• [THE TASK]: Count, in the entries, the lines with "query". Answer with the number only.

[Data records]

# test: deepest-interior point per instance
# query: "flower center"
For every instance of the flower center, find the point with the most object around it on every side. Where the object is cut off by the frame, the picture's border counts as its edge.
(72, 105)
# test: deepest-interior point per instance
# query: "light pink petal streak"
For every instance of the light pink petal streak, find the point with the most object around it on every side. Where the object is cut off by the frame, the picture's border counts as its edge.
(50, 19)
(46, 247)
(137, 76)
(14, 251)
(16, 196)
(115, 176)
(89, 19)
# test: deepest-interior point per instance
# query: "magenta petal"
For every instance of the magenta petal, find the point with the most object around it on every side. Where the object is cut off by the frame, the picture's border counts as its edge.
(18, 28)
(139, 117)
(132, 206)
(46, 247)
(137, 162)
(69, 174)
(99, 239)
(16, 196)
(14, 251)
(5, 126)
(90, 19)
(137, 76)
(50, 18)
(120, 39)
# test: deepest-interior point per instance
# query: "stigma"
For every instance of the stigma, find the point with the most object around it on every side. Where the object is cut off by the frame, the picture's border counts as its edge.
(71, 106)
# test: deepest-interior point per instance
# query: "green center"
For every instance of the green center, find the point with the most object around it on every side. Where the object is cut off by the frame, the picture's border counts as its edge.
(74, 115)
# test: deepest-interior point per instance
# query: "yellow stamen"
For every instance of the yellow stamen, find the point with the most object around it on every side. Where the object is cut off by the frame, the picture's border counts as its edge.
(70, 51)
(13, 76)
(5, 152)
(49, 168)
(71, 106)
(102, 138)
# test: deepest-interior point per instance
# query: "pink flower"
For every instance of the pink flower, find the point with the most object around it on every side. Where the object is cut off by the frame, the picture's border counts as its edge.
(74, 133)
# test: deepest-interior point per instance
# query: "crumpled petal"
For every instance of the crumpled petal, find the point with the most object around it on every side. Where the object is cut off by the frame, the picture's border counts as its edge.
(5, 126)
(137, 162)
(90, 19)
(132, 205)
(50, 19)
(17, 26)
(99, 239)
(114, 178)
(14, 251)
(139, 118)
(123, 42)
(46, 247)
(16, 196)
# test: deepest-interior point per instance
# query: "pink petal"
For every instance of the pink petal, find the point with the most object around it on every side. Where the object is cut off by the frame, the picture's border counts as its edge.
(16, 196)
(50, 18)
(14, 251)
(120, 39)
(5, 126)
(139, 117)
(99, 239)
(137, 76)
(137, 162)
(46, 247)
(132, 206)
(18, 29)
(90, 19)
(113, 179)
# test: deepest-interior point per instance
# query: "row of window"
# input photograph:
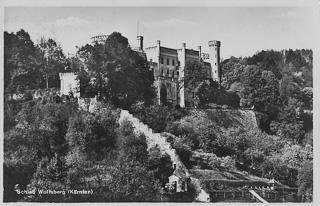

• [RESULT FOR THIS TASK]: 10